EXTRACTED INFORMATION »
+---+
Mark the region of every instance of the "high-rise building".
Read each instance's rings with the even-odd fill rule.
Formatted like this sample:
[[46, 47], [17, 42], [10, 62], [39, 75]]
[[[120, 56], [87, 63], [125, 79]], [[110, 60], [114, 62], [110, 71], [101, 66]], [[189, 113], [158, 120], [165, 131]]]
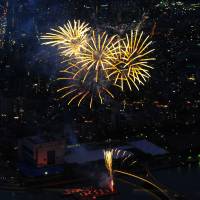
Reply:
[[4, 46], [4, 37], [7, 27], [7, 9], [8, 2], [4, 1], [3, 3], [0, 3], [0, 48], [3, 48]]

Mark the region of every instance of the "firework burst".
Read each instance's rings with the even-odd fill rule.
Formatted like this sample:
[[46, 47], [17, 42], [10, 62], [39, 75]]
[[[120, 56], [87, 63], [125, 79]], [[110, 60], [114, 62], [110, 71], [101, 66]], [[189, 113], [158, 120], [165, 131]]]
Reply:
[[85, 22], [74, 20], [67, 22], [63, 27], [51, 29], [52, 33], [46, 33], [41, 39], [46, 40], [43, 44], [58, 46], [61, 55], [73, 56], [80, 53], [81, 48], [87, 43], [87, 32], [90, 27]]
[[103, 74], [99, 75], [101, 78], [96, 82], [94, 75], [92, 73], [88, 75], [86, 69], [74, 77], [79, 70], [80, 68], [77, 65], [72, 64], [71, 67], [60, 71], [62, 75], [57, 78], [57, 80], [62, 80], [64, 83], [64, 86], [58, 89], [57, 92], [61, 95], [61, 99], [67, 99], [67, 105], [77, 102], [79, 107], [84, 101], [89, 101], [89, 107], [92, 108], [94, 99], [104, 104], [106, 98], [114, 98], [114, 95], [108, 89], [109, 84], [104, 79]]
[[149, 36], [143, 40], [143, 32], [131, 31], [130, 36], [126, 34], [124, 40], [120, 40], [117, 47], [114, 48], [113, 63], [106, 70], [108, 78], [112, 79], [114, 85], [124, 90], [125, 84], [132, 91], [133, 86], [139, 90], [138, 85], [144, 85], [144, 82], [150, 77], [149, 69], [153, 69], [148, 62], [155, 60], [149, 57], [154, 49], [149, 49], [151, 45]]
[[95, 71], [95, 80], [98, 82], [100, 72], [103, 70], [106, 74], [105, 68], [111, 65], [112, 60], [115, 59], [115, 39], [116, 36], [108, 38], [106, 32], [100, 34], [93, 31], [82, 52], [77, 56], [77, 64], [81, 68], [74, 77], [83, 70], [87, 71], [87, 75], [91, 71]]

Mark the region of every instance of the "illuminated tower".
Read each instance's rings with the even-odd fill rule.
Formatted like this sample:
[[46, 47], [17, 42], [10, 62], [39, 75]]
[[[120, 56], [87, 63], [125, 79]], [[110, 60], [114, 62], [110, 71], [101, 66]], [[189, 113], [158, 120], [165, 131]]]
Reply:
[[3, 1], [2, 3], [0, 3], [0, 48], [3, 48], [4, 46], [4, 37], [7, 27], [7, 7], [7, 1]]

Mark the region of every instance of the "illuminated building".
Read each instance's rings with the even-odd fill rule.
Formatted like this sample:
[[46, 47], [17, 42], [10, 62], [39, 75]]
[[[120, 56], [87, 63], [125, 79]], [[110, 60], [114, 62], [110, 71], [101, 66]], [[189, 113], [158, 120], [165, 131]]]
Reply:
[[65, 141], [42, 138], [24, 138], [19, 143], [19, 156], [22, 161], [36, 167], [60, 165], [64, 163]]
[[4, 36], [6, 33], [7, 27], [7, 6], [0, 4], [0, 48], [3, 48], [4, 45]]

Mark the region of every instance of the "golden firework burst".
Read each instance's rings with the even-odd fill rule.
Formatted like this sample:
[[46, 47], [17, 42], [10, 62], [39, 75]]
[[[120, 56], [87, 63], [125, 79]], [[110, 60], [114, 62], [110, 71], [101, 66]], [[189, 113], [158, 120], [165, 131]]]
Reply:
+---+
THE TASK »
Pick out every line of the records that contains the word "illuminated", and copy each of those lines in full.

RESULT OF THIS TASK »
Mark the region of every instance of the "illuminated tower".
Mark the region of every instance of the "illuminated building".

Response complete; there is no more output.